> **Excerpt provided**
········
London SE1 website team

The 1970s signal box that sits above the arches where Bermondsey Street passes below London Bridge Station has closed, and Network Rail is seeking new uses for the redundant structure.

Rail bosses seek new use for redundant London Bridge signal box
Rail bosses seek new use for redundant London Bridge signal box
The Duke of Edinburgh on a 1970s visit to the signal box
Rail bosses seek new use for redundant London Bridge signal box

The signal box was once one of the busiest on the network, controlling all trains to and from London Bridge, Charing Cross and Cannon Street stations.

Most of the functions of the signal box were transferred to a new control centre in Three Bridges in 2014, but the building remained in use pending the installation of new equipment in the Hither Green area.

That work has now been completed and the signal box has been decommissioned.

Some of its equipment is being retained for use as spares elsewhere on the network and the building itself is being assessed to see what use it can be put to.

The signal box sits above the grade II listed Victorian arches on Crucifix Lane and St Thomas Street designed by Charles Henry Driver.

When London Bridge Area Signalling Centre opened in 1975 it absorbed the function a variety of smaller boxes, from the two-man level-frame Borough Market Junction, to the 1962-era panel at Hither Green.

The Borough Market Junction signal box is now preserved at the National Railway Museum in York.
········
Labels for object points:
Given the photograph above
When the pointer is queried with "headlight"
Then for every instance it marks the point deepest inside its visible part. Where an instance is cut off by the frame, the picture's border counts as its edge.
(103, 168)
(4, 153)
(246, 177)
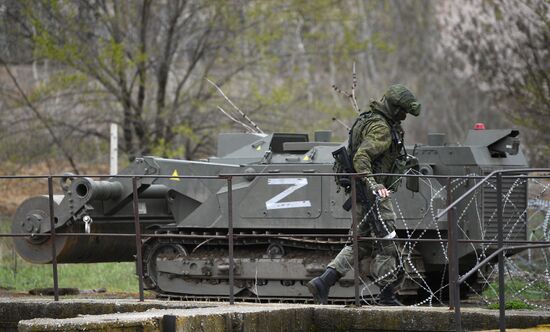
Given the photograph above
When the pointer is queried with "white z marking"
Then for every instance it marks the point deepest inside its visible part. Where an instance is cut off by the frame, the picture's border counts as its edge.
(296, 183)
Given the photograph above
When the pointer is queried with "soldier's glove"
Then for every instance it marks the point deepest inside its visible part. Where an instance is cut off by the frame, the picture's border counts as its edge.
(379, 190)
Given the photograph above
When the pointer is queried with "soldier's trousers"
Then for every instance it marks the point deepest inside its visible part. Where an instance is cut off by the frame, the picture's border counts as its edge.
(384, 267)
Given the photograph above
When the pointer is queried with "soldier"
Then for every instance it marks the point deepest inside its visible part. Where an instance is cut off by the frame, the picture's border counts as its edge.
(375, 145)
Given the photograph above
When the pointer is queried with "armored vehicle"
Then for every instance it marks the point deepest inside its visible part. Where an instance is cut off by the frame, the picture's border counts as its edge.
(287, 227)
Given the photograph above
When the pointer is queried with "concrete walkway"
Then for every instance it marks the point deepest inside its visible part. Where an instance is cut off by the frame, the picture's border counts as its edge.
(154, 315)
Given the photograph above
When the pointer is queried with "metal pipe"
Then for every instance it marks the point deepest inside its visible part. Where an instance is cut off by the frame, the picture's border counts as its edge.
(355, 239)
(230, 234)
(138, 238)
(477, 185)
(54, 249)
(500, 236)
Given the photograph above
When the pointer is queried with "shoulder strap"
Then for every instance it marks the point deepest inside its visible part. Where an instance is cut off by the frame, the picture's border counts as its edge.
(358, 121)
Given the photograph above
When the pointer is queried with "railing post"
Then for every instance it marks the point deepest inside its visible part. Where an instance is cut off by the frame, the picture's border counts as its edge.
(454, 286)
(355, 239)
(500, 238)
(450, 245)
(54, 249)
(138, 237)
(230, 235)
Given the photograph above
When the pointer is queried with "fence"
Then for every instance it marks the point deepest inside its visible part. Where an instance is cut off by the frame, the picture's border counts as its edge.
(452, 240)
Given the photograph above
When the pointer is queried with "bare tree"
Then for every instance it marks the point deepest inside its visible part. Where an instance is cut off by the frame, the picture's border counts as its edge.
(504, 47)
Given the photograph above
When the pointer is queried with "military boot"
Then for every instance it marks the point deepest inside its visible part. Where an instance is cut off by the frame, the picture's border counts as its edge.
(320, 286)
(387, 297)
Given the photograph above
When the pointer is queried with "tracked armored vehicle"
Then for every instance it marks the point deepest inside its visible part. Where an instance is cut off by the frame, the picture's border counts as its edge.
(304, 211)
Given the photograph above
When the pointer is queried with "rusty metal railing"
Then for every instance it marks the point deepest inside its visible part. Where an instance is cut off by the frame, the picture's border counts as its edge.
(454, 279)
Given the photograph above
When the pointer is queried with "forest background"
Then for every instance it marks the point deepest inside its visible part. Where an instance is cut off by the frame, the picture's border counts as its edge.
(70, 68)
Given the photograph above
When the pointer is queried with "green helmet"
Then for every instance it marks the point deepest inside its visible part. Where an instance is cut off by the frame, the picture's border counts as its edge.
(399, 96)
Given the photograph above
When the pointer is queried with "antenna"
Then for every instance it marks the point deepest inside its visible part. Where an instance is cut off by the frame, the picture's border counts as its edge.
(342, 123)
(257, 129)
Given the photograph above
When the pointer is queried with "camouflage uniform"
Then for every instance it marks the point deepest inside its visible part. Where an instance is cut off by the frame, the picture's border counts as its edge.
(376, 142)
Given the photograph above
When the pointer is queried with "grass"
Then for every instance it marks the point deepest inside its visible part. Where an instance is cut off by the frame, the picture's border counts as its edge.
(115, 277)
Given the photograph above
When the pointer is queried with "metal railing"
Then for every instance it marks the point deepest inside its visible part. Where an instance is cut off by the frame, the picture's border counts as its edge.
(454, 279)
········
> **Jobs**
a - In the signal box article, where were most of the signal box's functions moved in 2014?
b - Shorten the paragraph of the signal box article that begins "When London Bridge Area Signalling Centre opened" while keeping its main facts.

> **Response list**
a - To a new control centre in Three Bridges.

b - Opening in 1975, London Bridge Area Signalling Centre took over several smaller boxes, from the two-man level-frame at Borough Market Junction to the 1962-era panel at Hither Green.